◆ PROBLEM REQUIREMENTS:
Copy out all the records exactly.

◆ RECORDS SUPPLIED:
◆ ◆ ◆ ◆
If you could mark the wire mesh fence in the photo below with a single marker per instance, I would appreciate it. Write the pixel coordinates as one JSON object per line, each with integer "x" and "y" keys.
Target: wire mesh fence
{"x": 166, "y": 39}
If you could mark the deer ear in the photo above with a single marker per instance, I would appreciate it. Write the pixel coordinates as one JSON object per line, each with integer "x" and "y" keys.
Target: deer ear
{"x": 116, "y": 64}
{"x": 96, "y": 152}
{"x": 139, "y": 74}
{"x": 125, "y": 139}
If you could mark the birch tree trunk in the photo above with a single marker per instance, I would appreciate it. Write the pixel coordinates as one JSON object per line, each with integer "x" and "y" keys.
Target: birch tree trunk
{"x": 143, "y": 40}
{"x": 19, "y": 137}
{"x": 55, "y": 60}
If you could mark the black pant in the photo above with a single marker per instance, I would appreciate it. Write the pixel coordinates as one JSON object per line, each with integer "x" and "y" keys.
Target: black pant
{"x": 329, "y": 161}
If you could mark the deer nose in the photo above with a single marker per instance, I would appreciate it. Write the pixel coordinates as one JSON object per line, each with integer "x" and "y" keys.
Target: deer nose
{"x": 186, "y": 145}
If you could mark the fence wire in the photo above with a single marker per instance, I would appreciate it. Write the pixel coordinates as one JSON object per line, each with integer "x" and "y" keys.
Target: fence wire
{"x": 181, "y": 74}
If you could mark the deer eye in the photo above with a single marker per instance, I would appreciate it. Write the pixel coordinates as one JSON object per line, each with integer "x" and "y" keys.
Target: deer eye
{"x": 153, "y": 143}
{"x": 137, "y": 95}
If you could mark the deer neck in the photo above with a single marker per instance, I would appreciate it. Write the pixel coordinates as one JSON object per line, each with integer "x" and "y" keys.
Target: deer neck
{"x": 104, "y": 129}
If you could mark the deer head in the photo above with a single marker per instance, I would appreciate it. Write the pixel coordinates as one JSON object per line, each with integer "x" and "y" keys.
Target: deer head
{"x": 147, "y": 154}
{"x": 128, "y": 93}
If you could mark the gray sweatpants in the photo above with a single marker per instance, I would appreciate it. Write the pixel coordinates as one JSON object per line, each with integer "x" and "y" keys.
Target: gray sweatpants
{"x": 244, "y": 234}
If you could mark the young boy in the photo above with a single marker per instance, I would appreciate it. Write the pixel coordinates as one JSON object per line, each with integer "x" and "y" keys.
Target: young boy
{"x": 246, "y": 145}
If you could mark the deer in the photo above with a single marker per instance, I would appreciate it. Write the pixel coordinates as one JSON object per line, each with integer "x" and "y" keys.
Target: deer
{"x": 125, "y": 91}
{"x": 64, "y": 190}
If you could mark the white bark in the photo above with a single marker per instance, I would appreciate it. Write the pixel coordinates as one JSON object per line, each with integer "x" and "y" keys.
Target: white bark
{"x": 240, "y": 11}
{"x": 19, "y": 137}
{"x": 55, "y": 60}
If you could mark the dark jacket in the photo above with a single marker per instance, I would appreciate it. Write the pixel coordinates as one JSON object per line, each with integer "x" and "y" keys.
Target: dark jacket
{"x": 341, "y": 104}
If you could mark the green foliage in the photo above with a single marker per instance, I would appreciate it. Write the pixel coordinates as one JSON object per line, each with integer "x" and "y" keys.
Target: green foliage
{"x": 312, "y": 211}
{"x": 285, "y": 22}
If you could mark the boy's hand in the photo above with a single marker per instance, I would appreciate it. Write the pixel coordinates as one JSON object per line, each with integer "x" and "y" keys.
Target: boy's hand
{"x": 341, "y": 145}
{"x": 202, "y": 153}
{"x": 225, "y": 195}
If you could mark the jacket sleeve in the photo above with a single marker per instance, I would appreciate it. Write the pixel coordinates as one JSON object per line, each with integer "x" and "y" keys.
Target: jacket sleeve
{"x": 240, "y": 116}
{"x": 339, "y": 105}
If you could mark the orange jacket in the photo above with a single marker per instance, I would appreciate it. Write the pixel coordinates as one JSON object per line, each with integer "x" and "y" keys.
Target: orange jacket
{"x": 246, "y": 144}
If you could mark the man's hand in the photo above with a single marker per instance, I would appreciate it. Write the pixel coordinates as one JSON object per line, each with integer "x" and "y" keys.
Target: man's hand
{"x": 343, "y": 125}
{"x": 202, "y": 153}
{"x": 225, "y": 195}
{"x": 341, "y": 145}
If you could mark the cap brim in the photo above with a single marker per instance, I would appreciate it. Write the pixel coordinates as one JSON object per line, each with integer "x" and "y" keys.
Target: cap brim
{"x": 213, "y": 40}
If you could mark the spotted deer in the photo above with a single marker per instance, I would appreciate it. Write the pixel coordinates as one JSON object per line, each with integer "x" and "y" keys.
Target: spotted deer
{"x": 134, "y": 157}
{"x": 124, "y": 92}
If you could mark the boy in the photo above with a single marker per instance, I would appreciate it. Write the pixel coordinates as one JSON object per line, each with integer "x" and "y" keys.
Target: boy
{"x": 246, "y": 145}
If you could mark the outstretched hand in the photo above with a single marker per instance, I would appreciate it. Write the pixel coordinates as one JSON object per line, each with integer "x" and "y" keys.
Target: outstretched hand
◆ ◆ ◆ ◆
◆ THE RESPONSE:
If you could mark the wire mesh fence in the photo below with a single marker per instance, I would appreciate it. Write the pixel coordinates as one JSON object per line, each with integer "x" and "y" keys.
Target: wire mesh fence
{"x": 166, "y": 39}
If you could mark the deer ear in the photo above with a single marker per instance, I would appreciate it. Write the pixel coordinates as one JSON object per line, each with integer "x" and "y" keys.
Target: deer ear
{"x": 116, "y": 64}
{"x": 96, "y": 152}
{"x": 139, "y": 74}
{"x": 125, "y": 139}
If you could mark the birch tree trunk in the photo above with a single marker per instance, I would appreciate it. Write the pixel coordinates as one JSON object per line, each with integer "x" and "y" keys.
Target: birch tree trunk
{"x": 143, "y": 40}
{"x": 19, "y": 137}
{"x": 55, "y": 60}
If you could mark the black pant in the photo above with a single marker per instance, I would appreciate it. Write the pixel coordinates as one JSON object per line, each with integer "x" and "y" keys.
Target: black pant
{"x": 329, "y": 161}
If you could mark the deer nose in the photo above with a single marker per instance, I would appreciate it. Write the pixel coordinates as one JSON object per line, each with integer "x" and "y" keys.
Target: deer nose
{"x": 186, "y": 145}
If you could mark the fence wire in the photo above with a single marker per instance, I would appreciate it. Write the pixel coordinates as one JSON object per line, each with integer "x" and "y" keys.
Target: fence wire
{"x": 181, "y": 74}
If you could mark the deer eye in the photo above with a single marker per instance, I would appreciate it. Write the pixel coordinates as one JSON object per line, each with integer "x" and "y" keys.
Target: deer eye
{"x": 153, "y": 143}
{"x": 137, "y": 95}
If you could mark the deer neck in the photo above with a single marker per instance, I would appreciate it. Write the pixel coordinates as one JSON object per line, each with integer "x" and "y" keys.
Target: deer neck
{"x": 104, "y": 129}
If you could mark the deer head in the photo above with a single marker per instance, I would appreciate it. Write the pixel coordinates as one JSON object per line, each with integer "x" and "y" keys.
Target: deer head
{"x": 147, "y": 154}
{"x": 128, "y": 93}
If you could mark the gray sweatpants in the photo above with a single marker per instance, I would appreciate it. Write the pixel coordinates as one JSON object per line, each with integer "x" and "y" keys.
Target: gray sweatpants
{"x": 244, "y": 234}
If you could mark the young boy in the photo above with a single marker per instance, I would appreciate it. Write the pixel coordinates as one JSON object per line, each with integer "x" and "y" keys.
Target: young boy
{"x": 246, "y": 145}
If you could mark the deer in the photo above with a single marker per instance, I would appreciate it. Write the pixel coordinates as one JSON object per line, each with integer "x" and "y" keys.
Target: deer
{"x": 125, "y": 91}
{"x": 64, "y": 190}
If you could mark the white bark in the photo above with a single marker per instance, I would appreciate it. Write the pixel coordinates as one JSON object per line, each with integer "x" and "y" keys.
Target: white bark
{"x": 240, "y": 11}
{"x": 19, "y": 137}
{"x": 55, "y": 60}
If you could mark the dark jacket in the photo above with a single marker per instance, I would appreciate it. Write the pixel coordinates as one JSON object per line, each with integer "x" and "y" keys.
Target: dark jacket
{"x": 341, "y": 104}
If you could mark the green foliage in the photo above with a single marker per instance, I would appreciate it. Write the pixel coordinates as one JSON object per line, each with integer "x" and "y" keys.
Target: green foliage
{"x": 312, "y": 211}
{"x": 285, "y": 22}
If you could mark the boy's hand in the photo above with a single marker per instance, I would appreciate it. Write the pixel coordinates as one JSON object per line, each with integer "x" and "y" keys.
Target: boy's hand
{"x": 341, "y": 145}
{"x": 202, "y": 153}
{"x": 225, "y": 195}
If you could mark the jacket sleeve in the photo above with a single marker per instance, I would appreciate it. Write the pixel coordinates as one JSON object per line, each with integer "x" and "y" keys.
Target: jacket sleeve
{"x": 240, "y": 116}
{"x": 339, "y": 105}
If you could mark the orange jacket in the photo above with a single marker per instance, I would appreciate it. Write the pixel coordinates as one JSON object per line, each with integer "x" and "y" keys.
Target: orange jacket
{"x": 246, "y": 144}
If you could mark the man's hand in the photo above with a single marker per instance, I would appreciate it. Write the pixel coordinates as one JSON object per line, each with integer "x" and "y" keys.
Target: man's hand
{"x": 343, "y": 125}
{"x": 202, "y": 153}
{"x": 225, "y": 195}
{"x": 341, "y": 145}
If you could mark the cap brim in the photo above with a single marker per instance, I would appreciate it. Write the pixel coordinates as one JSON object per line, each with integer "x" and "y" keys.
Target: cap brim
{"x": 213, "y": 40}
If you could mark the spotted deer in the photo above with a single marker per instance, I would appreciate it. Write the pixel coordinates as one JSON object per line, each with integer "x" and "y" keys.
Target: spotted deer
{"x": 134, "y": 157}
{"x": 124, "y": 92}
If you could mark the boy in the photo above with a single marker per instance, I would appreciate it. Write the pixel coordinates as one JSON object per line, each with integer "x" and "y" keys.
Target: boy
{"x": 246, "y": 145}
If you could mark the outstretched hand in the photo above with a single marker per instance, I would appreciate it. Write the pixel coordinates as one JSON object per line, each with integer "x" and "y" keys.
Target: outstretched hand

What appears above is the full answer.